▸ Text to read:
The Ingleside Avenue Historic District is a residential historic district in Worcester, Massachusetts.  It consists of a cluster of four triple decker residences and three period garages, all built c. 1928, during the last phase of triple decker construction in the city.  All have retained some of their Colonial Revival styling.  The district was listed on the National Register of Historic Places in 1990.

Description and history
Ingleside Avenue is located on Worcester southeast side, north of Grafton Street (Massachusetts Route 122), one the major arteries through the area.  Ingleside runs north from Grafton Street to Plantation Street, with the historic district located on the west side of the southernmost block.  Located on this block are four similar triple deckers, all built about 1928.  They are roughly matched pairs of buildings, each pair having one building with a hip roof, and the other with a gabled roof, that are otherwise virtually identical in their construction and Colonial Revival styling.

▸ Source material:

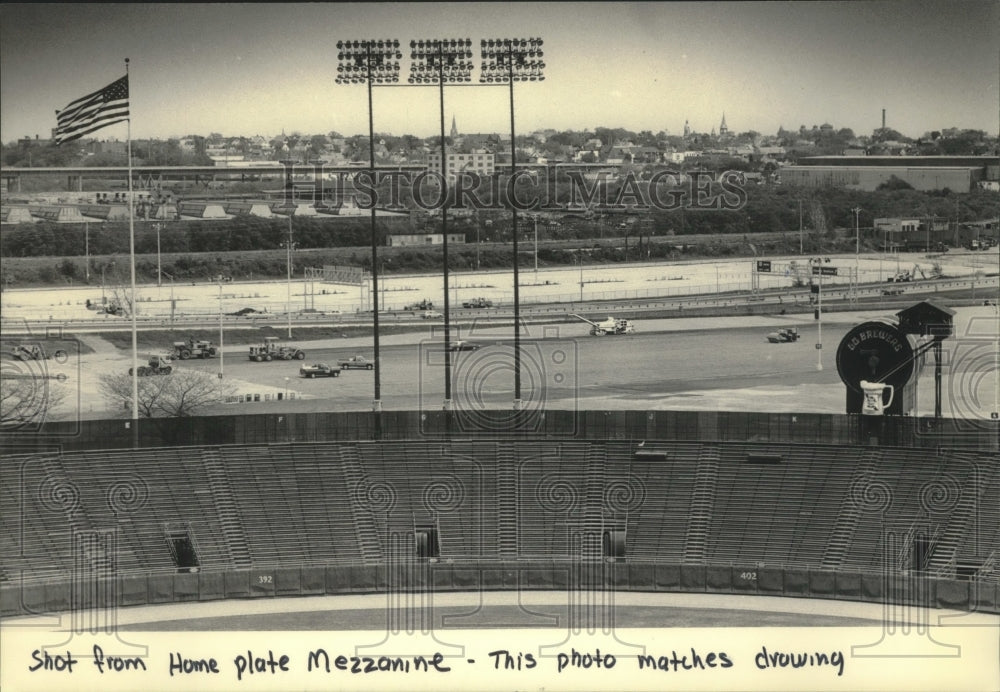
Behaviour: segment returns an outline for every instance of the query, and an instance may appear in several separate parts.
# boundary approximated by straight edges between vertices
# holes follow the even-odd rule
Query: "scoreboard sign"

▸ Jobs:
1) Rewrite the Ingleside Avenue Historic District text from "Description and history" to "and Colonial Revival styling.", using "gambrel roof" in place of "gabled roof".
2) Answer these questions about the Ingleside Avenue Historic District text:
(a) How many triple decker residences make up the district?
(b) In what year was the district listed on the National Register of Historic Places?
(c) Which street does Ingleside Avenue run north to?
3) Carry the Ingleside Avenue Historic District text forward from its final sentence.

▸ Answers for this exercise:
1)
Description and history
Ingleside Avenue is located on Worcester southeast side, north of Grafton Street (Massachusetts Route 122), one the major arteries through the area.  Ingleside runs north from Grafton Street to Plantation Street, with the historic district located on the west side of the southernmost block.  Located on this block are four similar triple deckers, all built about 1928.  They are roughly matched pairs of buildings, each pair having one building with a hip roof, and the other with a gambrel roof, that are otherwise virtually identical in their construction and Colonial Revival styling.

2)
(a) Four.
(b) 1990.
(c) Plantation Street.

3)
The buildings of the district have undergone a number of changes since the district was listed on the National Register in 1990.  The buildings then had clapboard siding, with cut shingles on the skirts between the levels, but all have since had their exteriors reclad in modern siding.  218 Ingleside has had its upper two porches removed; these were previously similar to those of the other buildings, supported by groups of square columns.  The district originally included three period garages, of which only one is still standing.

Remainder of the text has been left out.